WORK REQUEST>
Could you find every line in the records below that contains the word "potted" and copy it?

GIVEN RECORDS>
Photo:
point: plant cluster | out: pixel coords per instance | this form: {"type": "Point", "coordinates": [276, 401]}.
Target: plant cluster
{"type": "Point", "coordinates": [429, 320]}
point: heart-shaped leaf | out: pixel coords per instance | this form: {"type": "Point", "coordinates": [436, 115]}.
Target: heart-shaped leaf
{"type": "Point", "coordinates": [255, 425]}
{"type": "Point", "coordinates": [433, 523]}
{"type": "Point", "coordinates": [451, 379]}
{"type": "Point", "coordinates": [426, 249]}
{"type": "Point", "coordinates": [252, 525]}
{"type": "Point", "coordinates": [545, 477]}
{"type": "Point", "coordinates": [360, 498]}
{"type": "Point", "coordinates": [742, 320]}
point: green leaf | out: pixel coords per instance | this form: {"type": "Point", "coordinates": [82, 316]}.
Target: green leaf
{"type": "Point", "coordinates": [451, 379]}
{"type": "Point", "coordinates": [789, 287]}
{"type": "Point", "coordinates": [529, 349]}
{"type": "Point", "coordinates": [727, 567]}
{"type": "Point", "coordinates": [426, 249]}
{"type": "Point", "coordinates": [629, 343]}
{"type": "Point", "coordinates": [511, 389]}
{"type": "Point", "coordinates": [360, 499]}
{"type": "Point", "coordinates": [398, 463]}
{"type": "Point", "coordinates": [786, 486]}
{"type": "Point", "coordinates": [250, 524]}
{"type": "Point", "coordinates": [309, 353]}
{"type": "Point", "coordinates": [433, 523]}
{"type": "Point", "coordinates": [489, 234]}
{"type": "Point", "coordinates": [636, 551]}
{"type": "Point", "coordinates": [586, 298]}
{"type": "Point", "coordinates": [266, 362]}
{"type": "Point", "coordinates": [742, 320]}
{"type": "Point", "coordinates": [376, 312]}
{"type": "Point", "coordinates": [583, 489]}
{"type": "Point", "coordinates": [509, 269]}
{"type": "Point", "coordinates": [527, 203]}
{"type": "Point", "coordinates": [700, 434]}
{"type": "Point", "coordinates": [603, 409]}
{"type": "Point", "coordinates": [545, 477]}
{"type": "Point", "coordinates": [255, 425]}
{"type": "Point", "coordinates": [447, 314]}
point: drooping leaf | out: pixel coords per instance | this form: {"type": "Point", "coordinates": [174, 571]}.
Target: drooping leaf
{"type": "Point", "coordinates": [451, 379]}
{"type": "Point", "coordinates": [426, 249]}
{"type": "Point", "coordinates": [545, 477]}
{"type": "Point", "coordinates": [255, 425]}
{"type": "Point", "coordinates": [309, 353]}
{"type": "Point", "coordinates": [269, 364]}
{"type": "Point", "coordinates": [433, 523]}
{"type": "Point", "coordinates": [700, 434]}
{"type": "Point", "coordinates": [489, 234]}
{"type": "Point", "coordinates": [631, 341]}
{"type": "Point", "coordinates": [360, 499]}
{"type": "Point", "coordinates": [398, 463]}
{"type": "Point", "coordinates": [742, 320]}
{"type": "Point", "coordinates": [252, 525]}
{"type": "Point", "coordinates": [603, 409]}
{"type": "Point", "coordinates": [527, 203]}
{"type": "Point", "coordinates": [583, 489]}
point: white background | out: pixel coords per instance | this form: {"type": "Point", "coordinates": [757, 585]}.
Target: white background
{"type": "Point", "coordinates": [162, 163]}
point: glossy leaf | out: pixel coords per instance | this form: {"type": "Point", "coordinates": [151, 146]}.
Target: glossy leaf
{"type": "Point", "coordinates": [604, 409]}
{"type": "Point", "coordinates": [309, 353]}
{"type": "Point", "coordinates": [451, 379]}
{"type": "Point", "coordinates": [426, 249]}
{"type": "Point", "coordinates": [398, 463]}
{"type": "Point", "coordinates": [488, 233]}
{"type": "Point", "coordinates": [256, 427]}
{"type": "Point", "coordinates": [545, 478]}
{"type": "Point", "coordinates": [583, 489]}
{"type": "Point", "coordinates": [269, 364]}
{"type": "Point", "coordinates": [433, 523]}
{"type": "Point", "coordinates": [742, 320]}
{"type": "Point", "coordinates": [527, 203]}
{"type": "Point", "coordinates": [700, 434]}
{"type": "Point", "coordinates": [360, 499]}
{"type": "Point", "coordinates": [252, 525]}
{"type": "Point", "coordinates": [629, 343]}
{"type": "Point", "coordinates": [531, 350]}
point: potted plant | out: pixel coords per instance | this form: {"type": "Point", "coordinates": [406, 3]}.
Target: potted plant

RESULT OF THIS EXERCISE>
point: potted plant | out: pixel coords per instance | this form: {"type": "Point", "coordinates": [406, 3]}.
Target: potted plant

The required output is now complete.